→ Your assignment
Revise all of the entries below so that every occurrence of "rough mask" becomes "coarse mask", with nothing else changed. Leave the pictures out of your answer.

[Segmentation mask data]

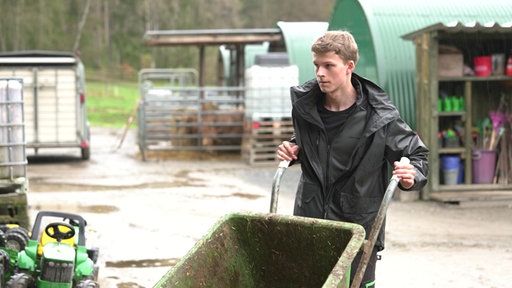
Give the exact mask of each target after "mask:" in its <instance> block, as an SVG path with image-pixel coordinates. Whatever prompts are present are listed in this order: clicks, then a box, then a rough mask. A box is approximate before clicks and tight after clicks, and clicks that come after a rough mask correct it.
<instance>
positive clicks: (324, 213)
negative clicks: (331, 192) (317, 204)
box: [324, 144, 331, 219]
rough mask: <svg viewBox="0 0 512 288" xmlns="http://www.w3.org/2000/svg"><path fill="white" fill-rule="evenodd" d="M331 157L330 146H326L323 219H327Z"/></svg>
mask: <svg viewBox="0 0 512 288" xmlns="http://www.w3.org/2000/svg"><path fill="white" fill-rule="evenodd" d="M330 157H331V145H330V144H328V145H327V164H326V165H325V179H324V181H325V184H324V186H325V198H324V219H327V211H328V208H329V201H330V198H331V197H330V194H331V193H330V186H331V184H330V183H329V169H330V166H331V165H330V163H331V161H329V159H330Z"/></svg>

→ Output of the task
Give the exact mask of each target after "mask:" in its <instance> block, as an SVG path with image-pixel coordinates. Whatever prompts are present are listed in this order: clicks, then a box, then a coarse mask. A box is approximate before clicks and tight after clicks, and clicks that come after a coarse mask correct it.
<instance>
positive clicks: (324, 213)
negative clicks: (331, 192) (317, 204)
box: [324, 144, 331, 219]
coarse mask: <svg viewBox="0 0 512 288" xmlns="http://www.w3.org/2000/svg"><path fill="white" fill-rule="evenodd" d="M331 157L330 146H326L323 219H327Z"/></svg>
mask: <svg viewBox="0 0 512 288" xmlns="http://www.w3.org/2000/svg"><path fill="white" fill-rule="evenodd" d="M330 157H331V145H330V144H328V145H327V164H326V165H325V179H324V181H325V184H324V186H325V198H324V219H327V211H328V208H329V201H330V198H331V197H330V194H331V193H330V186H331V184H330V183H329V169H330V166H331V165H330V163H331V161H329V159H330Z"/></svg>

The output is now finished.